Text section:
───

4. Optical Amplification

The applied electromagnetic field, that is composed of photons, splits the energy levels within the lithium ions due to the applied electric field (Stark Effect) and by the applied magnetic field (Zeeman Effect). When photons are absorbed by a lithium ion, the ion experiences an excitation that transitions the lithium ion from the ground state to excited state. The electrons in the excited lithium ion transition to a higher discrete energy level. Once the lithium ion transitions to an elevated energy level, it is subjected to the spontaneous emission process as displayed in Figure 4.

───

What to work on:
Answer these questions from the optical amplification section:
1. Which effect is named for the splitting of energy levels by the applied electric field?
2. According to the optical amplification section, what happens to a lithium ion when it absorbs photons?
3. What process is the ion subjected to once it reaches an elevated energy level?

Extracted entries:
───

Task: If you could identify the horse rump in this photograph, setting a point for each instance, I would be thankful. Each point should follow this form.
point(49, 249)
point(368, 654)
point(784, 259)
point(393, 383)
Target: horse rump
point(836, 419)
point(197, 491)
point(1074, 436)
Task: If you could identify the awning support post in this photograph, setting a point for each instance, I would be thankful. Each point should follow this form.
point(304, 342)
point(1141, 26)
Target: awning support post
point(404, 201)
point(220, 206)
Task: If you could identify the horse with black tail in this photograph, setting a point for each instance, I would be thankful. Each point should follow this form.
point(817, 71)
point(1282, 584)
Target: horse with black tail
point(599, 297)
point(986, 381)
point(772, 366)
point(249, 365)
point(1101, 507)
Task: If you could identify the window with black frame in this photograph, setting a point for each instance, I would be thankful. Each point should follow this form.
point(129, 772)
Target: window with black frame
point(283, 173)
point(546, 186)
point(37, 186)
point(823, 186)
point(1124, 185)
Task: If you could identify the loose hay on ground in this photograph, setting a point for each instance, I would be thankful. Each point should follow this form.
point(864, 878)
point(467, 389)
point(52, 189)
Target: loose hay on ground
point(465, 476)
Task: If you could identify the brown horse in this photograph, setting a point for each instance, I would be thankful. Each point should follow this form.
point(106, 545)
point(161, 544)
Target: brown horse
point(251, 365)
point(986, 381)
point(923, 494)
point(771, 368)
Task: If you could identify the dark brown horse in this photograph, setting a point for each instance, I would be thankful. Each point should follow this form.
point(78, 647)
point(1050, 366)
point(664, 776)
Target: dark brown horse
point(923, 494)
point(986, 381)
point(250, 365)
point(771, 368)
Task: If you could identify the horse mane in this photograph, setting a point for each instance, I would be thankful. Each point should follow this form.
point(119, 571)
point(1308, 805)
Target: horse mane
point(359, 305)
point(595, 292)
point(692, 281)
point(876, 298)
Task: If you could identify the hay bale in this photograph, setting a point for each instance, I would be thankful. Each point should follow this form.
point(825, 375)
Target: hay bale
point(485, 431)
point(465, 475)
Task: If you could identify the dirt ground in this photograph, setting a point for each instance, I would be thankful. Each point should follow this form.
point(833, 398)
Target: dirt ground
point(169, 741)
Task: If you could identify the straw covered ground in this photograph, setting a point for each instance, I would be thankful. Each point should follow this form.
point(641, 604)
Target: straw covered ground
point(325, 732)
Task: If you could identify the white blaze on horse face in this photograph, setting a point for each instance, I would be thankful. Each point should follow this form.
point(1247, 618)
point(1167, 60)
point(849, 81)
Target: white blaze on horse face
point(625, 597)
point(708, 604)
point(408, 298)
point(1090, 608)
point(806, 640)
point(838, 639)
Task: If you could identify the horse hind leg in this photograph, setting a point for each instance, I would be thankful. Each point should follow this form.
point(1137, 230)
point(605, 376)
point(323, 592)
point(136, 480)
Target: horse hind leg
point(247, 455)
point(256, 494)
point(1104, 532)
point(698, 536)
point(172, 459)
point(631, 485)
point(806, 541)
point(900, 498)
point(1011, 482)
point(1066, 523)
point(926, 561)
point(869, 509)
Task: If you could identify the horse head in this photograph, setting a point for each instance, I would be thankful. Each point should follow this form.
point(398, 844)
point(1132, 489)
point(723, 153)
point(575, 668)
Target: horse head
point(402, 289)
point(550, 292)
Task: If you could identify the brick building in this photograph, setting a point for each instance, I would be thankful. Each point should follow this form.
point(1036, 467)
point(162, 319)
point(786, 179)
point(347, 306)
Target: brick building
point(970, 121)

───

Final answer:
1. The Stark Effect.
2. The ion experiences an excitation that moves it from the ground state to an excited state, and its electrons move to a higher discrete energy level.
3. Spontaneous emission.